BRIEF -
Everything from the line with "the tall black" through the last line of the records below should be copied exactly, both ends included.

[BEGIN SUPPLIED RECORDS]

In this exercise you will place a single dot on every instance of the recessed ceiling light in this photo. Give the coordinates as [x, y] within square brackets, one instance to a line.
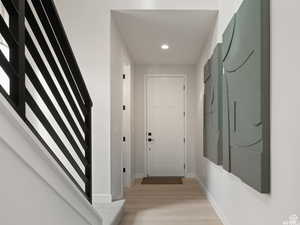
[164, 46]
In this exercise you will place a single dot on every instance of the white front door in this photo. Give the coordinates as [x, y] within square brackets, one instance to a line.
[165, 125]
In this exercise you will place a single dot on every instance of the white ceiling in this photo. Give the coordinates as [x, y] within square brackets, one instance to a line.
[144, 31]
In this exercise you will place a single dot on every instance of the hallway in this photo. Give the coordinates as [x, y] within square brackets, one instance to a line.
[168, 205]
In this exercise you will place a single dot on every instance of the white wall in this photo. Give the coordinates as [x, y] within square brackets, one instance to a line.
[88, 27]
[119, 60]
[237, 202]
[139, 102]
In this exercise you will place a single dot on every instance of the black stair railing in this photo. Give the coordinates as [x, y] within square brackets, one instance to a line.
[45, 85]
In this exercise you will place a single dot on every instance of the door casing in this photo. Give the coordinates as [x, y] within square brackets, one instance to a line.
[146, 155]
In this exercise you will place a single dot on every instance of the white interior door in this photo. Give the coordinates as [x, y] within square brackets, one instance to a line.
[166, 125]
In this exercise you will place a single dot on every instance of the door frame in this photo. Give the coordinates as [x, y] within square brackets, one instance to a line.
[146, 157]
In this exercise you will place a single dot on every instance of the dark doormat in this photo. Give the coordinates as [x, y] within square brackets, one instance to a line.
[162, 180]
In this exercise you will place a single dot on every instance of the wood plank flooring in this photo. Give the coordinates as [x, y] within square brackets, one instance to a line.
[184, 204]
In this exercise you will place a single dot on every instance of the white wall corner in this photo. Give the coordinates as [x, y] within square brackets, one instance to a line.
[213, 203]
[191, 175]
[101, 198]
[139, 175]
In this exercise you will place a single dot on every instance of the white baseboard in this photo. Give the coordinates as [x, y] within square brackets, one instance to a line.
[214, 203]
[139, 175]
[102, 198]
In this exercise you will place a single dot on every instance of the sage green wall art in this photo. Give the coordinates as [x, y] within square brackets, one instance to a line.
[246, 132]
[213, 107]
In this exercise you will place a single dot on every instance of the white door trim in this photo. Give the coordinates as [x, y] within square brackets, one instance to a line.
[146, 158]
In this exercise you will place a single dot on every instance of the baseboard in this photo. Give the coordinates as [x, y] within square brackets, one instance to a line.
[102, 198]
[112, 213]
[190, 175]
[214, 203]
[139, 175]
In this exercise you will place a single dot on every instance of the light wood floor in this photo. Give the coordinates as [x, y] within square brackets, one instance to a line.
[168, 205]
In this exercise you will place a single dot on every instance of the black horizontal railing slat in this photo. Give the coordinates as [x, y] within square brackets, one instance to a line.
[42, 92]
[10, 6]
[47, 125]
[6, 33]
[57, 49]
[53, 155]
[48, 54]
[66, 47]
[44, 71]
[64, 93]
[7, 67]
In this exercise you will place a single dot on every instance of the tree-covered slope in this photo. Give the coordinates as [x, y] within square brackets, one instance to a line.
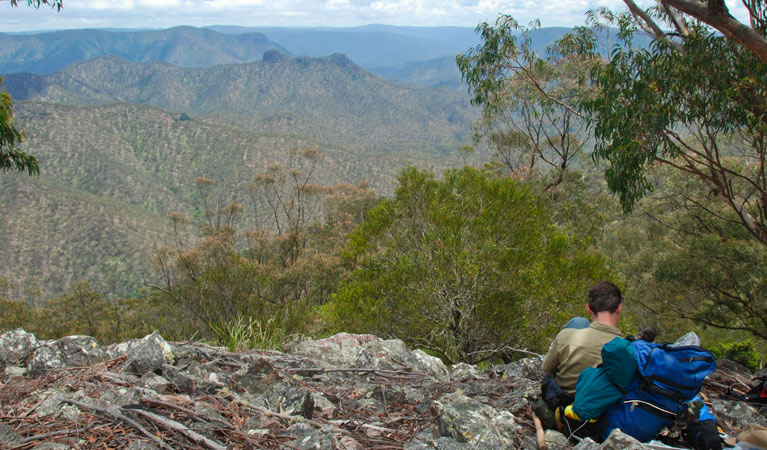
[111, 174]
[330, 99]
[46, 53]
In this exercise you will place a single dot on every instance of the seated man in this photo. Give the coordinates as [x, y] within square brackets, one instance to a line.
[576, 349]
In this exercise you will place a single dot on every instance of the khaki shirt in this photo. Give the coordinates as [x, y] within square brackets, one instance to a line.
[576, 349]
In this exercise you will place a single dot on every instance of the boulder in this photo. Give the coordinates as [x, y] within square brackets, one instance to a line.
[148, 354]
[368, 351]
[472, 422]
[71, 351]
[15, 347]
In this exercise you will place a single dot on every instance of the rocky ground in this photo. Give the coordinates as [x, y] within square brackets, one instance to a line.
[344, 392]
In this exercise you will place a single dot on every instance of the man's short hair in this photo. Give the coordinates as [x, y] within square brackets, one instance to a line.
[604, 296]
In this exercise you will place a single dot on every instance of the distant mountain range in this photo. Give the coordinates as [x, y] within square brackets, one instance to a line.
[331, 99]
[121, 142]
[123, 122]
[424, 56]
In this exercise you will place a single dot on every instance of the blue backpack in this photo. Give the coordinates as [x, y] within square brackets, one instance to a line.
[667, 379]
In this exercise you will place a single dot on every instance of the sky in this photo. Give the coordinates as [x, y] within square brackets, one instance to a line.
[298, 13]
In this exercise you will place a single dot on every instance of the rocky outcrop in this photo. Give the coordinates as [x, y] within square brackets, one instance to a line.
[344, 392]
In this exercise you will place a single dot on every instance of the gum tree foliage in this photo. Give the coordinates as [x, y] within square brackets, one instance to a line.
[468, 267]
[11, 158]
[669, 105]
[526, 99]
[269, 258]
[694, 103]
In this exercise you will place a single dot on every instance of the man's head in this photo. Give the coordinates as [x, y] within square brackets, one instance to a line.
[605, 299]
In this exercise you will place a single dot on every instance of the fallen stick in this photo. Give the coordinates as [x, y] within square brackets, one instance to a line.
[118, 416]
[397, 373]
[198, 417]
[23, 442]
[539, 433]
[181, 428]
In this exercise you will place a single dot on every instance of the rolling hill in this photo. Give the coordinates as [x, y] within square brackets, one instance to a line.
[45, 53]
[331, 99]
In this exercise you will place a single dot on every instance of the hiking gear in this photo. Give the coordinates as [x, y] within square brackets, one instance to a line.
[666, 380]
[753, 437]
[600, 387]
[574, 350]
[545, 414]
[578, 322]
[647, 334]
[552, 394]
[570, 414]
[703, 435]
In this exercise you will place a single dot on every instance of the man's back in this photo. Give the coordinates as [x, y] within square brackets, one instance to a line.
[576, 349]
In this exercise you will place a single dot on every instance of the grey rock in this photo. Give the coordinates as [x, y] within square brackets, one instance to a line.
[51, 406]
[587, 444]
[738, 412]
[187, 382]
[463, 371]
[15, 371]
[148, 354]
[16, 346]
[368, 351]
[440, 443]
[323, 406]
[317, 440]
[141, 445]
[397, 394]
[469, 421]
[52, 446]
[688, 339]
[8, 436]
[529, 368]
[155, 382]
[618, 440]
[256, 376]
[288, 399]
[555, 439]
[71, 351]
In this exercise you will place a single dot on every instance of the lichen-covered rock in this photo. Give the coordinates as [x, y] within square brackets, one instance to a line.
[429, 364]
[51, 406]
[148, 355]
[288, 399]
[427, 442]
[397, 394]
[368, 351]
[555, 439]
[70, 351]
[739, 412]
[141, 445]
[469, 421]
[529, 368]
[587, 444]
[618, 440]
[463, 371]
[187, 382]
[256, 376]
[341, 349]
[307, 438]
[15, 347]
[8, 436]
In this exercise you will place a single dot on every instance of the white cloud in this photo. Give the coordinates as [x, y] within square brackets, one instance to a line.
[336, 13]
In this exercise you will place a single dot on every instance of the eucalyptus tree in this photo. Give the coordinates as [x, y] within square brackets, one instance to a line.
[11, 157]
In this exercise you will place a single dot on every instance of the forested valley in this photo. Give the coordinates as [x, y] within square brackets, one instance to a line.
[273, 197]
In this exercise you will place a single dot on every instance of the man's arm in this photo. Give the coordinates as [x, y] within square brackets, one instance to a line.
[551, 362]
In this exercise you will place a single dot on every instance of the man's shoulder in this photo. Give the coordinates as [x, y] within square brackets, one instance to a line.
[600, 328]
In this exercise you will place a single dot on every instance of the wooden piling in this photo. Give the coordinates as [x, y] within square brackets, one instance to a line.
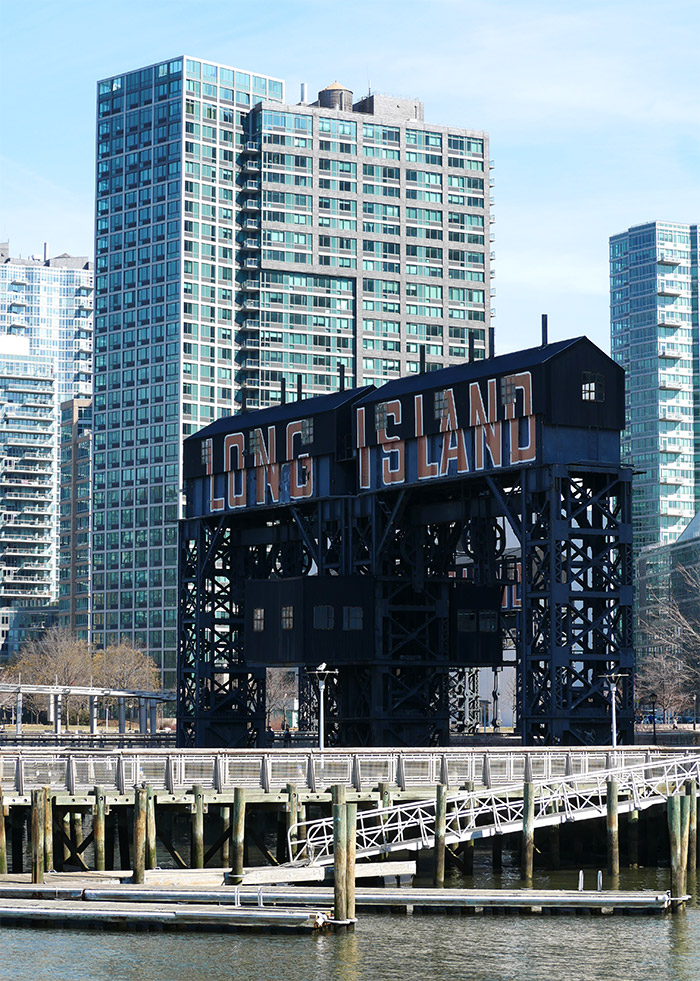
[151, 856]
[691, 789]
[65, 824]
[685, 834]
[225, 820]
[528, 846]
[48, 829]
[340, 852]
[497, 853]
[109, 840]
[17, 824]
[633, 839]
[554, 847]
[139, 838]
[98, 828]
[291, 815]
[384, 795]
[123, 833]
[238, 835]
[467, 849]
[76, 832]
[612, 827]
[673, 814]
[3, 838]
[197, 849]
[38, 835]
[352, 852]
[440, 831]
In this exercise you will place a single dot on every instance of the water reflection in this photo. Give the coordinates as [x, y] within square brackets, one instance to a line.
[385, 948]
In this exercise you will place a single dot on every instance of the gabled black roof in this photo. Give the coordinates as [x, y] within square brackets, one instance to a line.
[280, 413]
[471, 370]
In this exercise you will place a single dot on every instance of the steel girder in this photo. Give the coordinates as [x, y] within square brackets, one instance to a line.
[574, 625]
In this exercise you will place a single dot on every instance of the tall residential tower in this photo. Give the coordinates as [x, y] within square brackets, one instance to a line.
[654, 336]
[245, 247]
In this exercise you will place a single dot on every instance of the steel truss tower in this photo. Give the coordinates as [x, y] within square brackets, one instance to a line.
[398, 585]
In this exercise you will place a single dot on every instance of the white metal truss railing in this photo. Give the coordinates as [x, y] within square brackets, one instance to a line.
[176, 771]
[484, 813]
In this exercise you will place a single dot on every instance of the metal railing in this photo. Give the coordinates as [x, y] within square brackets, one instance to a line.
[481, 814]
[177, 770]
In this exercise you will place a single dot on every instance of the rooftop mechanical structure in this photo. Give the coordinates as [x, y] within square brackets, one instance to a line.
[373, 529]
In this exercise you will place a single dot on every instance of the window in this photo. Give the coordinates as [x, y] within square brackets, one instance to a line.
[592, 386]
[507, 390]
[324, 618]
[440, 404]
[466, 621]
[353, 618]
[488, 621]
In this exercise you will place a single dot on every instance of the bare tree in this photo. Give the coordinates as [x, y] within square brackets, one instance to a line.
[120, 666]
[56, 657]
[281, 691]
[669, 662]
[666, 680]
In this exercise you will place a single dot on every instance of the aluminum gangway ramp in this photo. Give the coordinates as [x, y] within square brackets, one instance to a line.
[499, 810]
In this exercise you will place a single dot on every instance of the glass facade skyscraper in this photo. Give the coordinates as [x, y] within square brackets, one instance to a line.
[654, 336]
[27, 489]
[49, 301]
[245, 246]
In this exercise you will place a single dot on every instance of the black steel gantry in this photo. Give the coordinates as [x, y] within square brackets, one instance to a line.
[368, 530]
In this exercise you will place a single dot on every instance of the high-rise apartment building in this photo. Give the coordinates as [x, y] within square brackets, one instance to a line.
[27, 490]
[75, 452]
[49, 301]
[654, 336]
[244, 247]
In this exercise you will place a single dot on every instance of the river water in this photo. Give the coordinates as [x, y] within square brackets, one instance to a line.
[384, 948]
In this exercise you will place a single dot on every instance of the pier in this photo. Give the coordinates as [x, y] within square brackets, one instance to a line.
[316, 822]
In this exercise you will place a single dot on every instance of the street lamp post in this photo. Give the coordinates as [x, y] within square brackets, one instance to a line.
[321, 673]
[612, 680]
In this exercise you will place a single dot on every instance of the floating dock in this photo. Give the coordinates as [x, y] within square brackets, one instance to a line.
[89, 904]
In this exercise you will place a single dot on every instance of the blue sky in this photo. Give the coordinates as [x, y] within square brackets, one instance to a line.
[593, 110]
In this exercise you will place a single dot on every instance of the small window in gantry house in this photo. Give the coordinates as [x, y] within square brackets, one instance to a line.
[324, 618]
[592, 386]
[440, 404]
[466, 621]
[508, 390]
[380, 416]
[353, 618]
[488, 621]
[307, 431]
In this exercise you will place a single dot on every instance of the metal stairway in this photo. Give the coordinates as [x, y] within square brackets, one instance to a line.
[499, 810]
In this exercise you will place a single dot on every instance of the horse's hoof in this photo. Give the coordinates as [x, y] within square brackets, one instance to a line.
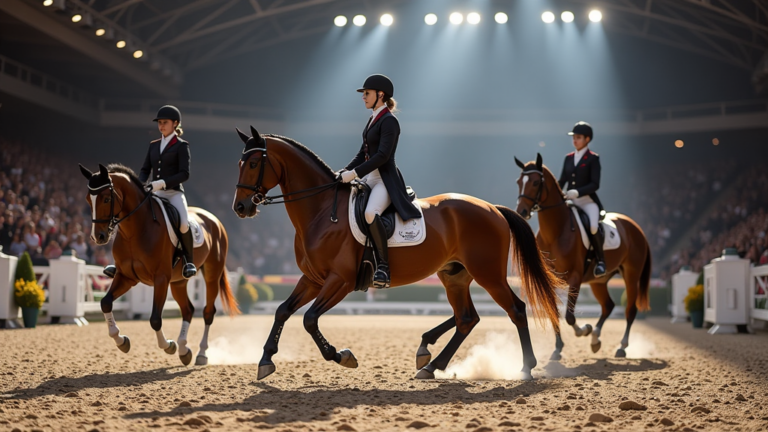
[126, 346]
[171, 348]
[425, 374]
[186, 358]
[348, 359]
[423, 357]
[265, 370]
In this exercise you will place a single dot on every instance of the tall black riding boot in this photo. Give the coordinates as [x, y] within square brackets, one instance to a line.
[189, 269]
[597, 244]
[379, 238]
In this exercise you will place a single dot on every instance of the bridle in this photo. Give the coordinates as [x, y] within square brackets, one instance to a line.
[259, 196]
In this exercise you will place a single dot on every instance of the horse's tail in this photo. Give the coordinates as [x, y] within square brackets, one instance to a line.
[538, 282]
[645, 282]
[227, 298]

[END SUPPLIED RECORDS]

RESPONSE TO THIS EXERCISE -
In this exercise you will place a single dot on every instance of the tall black riding boot in this photo. Give the coordinates as [x, y] within square brackets, one instance to a line.
[189, 269]
[597, 244]
[379, 238]
In this exercise you will place a single dot on every instance of the bridle in this photo. Give the coordinates as [x, y] within square brackets, one instance to a line.
[259, 196]
In this exercise you will place a single dot on every instance of the horse's tail in this photo. Give the coordinates as [x, y] within square brackets, one instance to a line.
[538, 282]
[645, 282]
[227, 298]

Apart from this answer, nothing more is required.